→ Vorliegender Text
----
Standpunkt

Zum neuen Jahr ein neues Ich? Kinder Gottes haben das nicht nötig

Veröffentlicht am 03.01.2022 um 00:01 Uhr – Lesedauer: 

Bonn ‐ Pünktlich zum neuen Jahr flutet der Slogan "New year, new me" die sozialen Netzwerke. Doch kann und soll man sich tatsächlich neu erfinden? Theresia Kamp stellt dem Social-Media-Slogan eine christliche Perspektive entgegen.

  • Teilen:

HTML-Elemente (z.B. Videos) sind ausgeblendet. Zum Einblenden der Elemente aktivieren Sie hier die entsprechenden Cookies.

Selbst in unsicheren Zeiten gibt es Konstanten. Wie jedes Jahr flutet der Slogan "New year, new me" zuverlässig den Social-Media-Feed. Ein verheißungsvolles Versprechen: Die Uhr springt am 31. Dezember auf Mitternacht, und ich erfinde mich komplett neu.
----
→ Aufgabe 1
Beantworte zum Text über den Jahreswechsel diese Fragen:
(a) An welchem Tag und zu welcher Uhrzeit wurde er veröffentlicht?
(b) Welcher Slogan taucht laut Text zum neuen Jahr in den sozialen Netzwerken auf?
(c) Wer setzt diesem Slogan eine christliche Sicht entgegen?

→ Vorliegende Datensätze
----
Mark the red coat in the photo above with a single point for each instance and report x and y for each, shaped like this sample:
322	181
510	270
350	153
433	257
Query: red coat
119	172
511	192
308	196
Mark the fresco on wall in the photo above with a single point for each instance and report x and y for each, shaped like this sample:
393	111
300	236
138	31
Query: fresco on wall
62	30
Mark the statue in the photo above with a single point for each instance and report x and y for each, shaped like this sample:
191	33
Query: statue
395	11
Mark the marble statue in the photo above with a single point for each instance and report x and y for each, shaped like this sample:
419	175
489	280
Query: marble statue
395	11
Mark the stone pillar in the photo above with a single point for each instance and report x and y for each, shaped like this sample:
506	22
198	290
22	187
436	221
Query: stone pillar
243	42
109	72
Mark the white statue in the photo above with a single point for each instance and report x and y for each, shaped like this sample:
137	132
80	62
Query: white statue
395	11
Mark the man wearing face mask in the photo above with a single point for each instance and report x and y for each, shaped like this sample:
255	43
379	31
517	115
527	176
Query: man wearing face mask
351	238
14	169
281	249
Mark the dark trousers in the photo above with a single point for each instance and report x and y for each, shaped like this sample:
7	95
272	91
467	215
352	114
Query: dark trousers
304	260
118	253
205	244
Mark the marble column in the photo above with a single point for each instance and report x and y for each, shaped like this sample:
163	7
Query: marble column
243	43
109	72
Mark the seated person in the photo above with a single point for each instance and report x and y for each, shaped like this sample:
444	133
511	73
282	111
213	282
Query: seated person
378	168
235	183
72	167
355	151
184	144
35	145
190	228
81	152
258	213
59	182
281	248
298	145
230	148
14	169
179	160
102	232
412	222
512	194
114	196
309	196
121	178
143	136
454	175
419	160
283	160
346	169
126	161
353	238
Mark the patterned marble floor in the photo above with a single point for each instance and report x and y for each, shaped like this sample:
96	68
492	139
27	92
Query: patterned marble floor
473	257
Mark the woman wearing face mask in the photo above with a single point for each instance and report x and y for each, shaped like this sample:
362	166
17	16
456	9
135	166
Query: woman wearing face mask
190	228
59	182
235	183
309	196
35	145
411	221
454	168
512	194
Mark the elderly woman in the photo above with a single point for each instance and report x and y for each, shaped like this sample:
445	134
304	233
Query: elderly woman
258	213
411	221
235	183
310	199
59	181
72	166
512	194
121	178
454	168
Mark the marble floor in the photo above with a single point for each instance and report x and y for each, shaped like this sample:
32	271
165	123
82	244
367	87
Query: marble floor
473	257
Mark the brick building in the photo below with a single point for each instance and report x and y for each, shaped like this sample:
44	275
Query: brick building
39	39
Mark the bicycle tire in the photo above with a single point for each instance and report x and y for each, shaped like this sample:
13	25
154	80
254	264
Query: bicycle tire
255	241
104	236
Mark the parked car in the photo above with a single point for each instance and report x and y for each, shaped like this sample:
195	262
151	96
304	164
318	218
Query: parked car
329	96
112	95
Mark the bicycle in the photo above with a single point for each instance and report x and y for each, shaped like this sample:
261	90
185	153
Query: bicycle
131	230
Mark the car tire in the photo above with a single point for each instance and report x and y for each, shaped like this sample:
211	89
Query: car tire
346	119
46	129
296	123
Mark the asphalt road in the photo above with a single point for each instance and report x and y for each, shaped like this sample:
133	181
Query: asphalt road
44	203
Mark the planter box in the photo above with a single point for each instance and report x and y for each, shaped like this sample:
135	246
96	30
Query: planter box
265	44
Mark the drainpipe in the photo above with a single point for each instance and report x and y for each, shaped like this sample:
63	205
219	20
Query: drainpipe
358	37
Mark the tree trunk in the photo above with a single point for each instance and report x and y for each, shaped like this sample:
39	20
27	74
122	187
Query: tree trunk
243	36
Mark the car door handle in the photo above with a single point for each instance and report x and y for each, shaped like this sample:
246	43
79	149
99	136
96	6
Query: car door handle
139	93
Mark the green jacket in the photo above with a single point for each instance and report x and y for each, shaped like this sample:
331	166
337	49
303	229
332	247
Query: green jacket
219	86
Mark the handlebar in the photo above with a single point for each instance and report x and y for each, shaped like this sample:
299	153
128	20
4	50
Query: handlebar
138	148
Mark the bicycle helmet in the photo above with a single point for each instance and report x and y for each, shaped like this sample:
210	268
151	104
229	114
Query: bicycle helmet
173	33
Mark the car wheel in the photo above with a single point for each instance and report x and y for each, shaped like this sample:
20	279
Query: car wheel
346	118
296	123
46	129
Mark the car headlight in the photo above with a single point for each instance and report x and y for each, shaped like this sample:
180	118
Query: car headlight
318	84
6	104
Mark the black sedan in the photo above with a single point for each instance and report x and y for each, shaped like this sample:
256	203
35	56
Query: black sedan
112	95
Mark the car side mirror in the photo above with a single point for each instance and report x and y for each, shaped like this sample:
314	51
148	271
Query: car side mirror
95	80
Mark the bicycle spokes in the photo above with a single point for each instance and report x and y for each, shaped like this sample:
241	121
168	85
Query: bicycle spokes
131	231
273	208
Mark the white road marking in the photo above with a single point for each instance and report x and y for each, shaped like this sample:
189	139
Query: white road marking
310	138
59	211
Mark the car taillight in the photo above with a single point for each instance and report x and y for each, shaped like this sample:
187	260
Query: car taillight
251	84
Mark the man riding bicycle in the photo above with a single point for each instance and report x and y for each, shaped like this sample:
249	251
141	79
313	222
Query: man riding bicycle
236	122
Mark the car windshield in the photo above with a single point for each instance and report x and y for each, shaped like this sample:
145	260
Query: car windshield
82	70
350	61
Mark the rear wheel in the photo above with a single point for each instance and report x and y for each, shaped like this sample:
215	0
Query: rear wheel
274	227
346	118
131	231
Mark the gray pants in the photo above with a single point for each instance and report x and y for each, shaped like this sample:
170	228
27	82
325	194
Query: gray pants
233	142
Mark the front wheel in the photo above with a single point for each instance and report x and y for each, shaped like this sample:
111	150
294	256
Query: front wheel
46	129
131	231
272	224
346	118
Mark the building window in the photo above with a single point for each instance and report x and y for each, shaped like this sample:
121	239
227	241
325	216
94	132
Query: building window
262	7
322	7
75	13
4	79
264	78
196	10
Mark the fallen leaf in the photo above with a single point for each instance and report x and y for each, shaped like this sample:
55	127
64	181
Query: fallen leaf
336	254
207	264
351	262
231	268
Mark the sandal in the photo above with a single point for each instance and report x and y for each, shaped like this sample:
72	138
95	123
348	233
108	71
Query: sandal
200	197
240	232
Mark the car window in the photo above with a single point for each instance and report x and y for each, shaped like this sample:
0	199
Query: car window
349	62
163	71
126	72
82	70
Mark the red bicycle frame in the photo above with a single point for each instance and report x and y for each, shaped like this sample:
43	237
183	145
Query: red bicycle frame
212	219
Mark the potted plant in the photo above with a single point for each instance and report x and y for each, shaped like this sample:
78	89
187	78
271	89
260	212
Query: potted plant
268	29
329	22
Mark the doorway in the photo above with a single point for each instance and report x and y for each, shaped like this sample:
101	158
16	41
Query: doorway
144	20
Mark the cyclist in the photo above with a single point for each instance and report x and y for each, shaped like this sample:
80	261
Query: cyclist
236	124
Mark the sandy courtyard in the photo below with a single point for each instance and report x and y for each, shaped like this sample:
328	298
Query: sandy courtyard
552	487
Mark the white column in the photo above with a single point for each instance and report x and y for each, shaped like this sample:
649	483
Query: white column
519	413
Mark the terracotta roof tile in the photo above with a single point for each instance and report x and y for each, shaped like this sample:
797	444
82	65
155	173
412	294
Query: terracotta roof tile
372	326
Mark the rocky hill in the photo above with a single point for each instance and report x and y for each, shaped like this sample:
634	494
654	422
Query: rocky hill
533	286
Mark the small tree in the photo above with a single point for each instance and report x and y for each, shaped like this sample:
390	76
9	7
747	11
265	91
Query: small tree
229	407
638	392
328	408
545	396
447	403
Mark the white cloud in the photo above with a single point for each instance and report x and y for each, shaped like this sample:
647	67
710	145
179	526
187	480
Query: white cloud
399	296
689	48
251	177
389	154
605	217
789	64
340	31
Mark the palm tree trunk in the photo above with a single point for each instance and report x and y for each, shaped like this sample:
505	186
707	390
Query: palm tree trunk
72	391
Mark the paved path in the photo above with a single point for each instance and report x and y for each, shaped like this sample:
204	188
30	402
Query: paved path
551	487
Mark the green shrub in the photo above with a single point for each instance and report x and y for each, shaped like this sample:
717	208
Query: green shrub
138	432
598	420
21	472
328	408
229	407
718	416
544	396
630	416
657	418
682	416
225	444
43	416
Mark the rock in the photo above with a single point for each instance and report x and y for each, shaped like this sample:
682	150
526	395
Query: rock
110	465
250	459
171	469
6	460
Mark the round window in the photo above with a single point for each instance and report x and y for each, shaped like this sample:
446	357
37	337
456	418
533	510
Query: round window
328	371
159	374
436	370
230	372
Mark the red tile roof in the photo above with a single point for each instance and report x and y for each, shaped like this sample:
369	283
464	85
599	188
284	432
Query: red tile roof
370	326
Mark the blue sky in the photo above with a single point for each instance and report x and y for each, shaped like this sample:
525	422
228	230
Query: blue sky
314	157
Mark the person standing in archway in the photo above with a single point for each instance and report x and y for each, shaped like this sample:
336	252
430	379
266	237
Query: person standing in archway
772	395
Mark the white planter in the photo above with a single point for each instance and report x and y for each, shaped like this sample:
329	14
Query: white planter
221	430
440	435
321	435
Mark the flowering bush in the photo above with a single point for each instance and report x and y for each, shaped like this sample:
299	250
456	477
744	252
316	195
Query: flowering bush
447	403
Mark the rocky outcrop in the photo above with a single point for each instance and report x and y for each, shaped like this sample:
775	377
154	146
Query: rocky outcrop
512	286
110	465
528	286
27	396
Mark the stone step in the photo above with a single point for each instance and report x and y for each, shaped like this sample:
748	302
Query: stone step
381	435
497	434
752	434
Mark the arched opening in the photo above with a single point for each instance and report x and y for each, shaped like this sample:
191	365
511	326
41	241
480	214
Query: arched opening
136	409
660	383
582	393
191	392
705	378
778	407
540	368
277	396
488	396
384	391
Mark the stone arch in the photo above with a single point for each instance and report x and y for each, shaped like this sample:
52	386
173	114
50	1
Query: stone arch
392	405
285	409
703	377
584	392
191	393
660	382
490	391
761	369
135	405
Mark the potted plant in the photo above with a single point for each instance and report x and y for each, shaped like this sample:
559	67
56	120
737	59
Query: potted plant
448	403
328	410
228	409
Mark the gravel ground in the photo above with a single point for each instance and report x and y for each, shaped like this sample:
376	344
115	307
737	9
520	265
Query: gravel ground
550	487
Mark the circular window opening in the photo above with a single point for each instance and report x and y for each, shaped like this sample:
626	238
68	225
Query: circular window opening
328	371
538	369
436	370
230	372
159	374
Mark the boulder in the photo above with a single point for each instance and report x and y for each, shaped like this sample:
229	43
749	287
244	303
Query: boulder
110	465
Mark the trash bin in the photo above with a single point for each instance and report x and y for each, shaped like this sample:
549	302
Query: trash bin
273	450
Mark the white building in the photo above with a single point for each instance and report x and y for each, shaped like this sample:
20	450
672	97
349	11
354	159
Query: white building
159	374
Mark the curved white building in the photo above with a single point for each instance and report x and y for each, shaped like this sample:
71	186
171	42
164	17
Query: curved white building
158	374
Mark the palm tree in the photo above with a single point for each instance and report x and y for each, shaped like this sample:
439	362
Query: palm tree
----
→ Aufgabe 2
Finde in den Datensätzen jede Zeile mit dem Wort „handlebar“ und schreib sie unverändert ab.

→ Richtige Antwort 1
(a) Am 03.01.2022 um 00:01 Uhr.
(b) „New year, new me“.
(c) Theresia Kamp.

→ Richtige Antwort 2
Mark the handlebar in the photo above with a single point for each instance and report x and y for each, shaped like this sample:
Query: handlebar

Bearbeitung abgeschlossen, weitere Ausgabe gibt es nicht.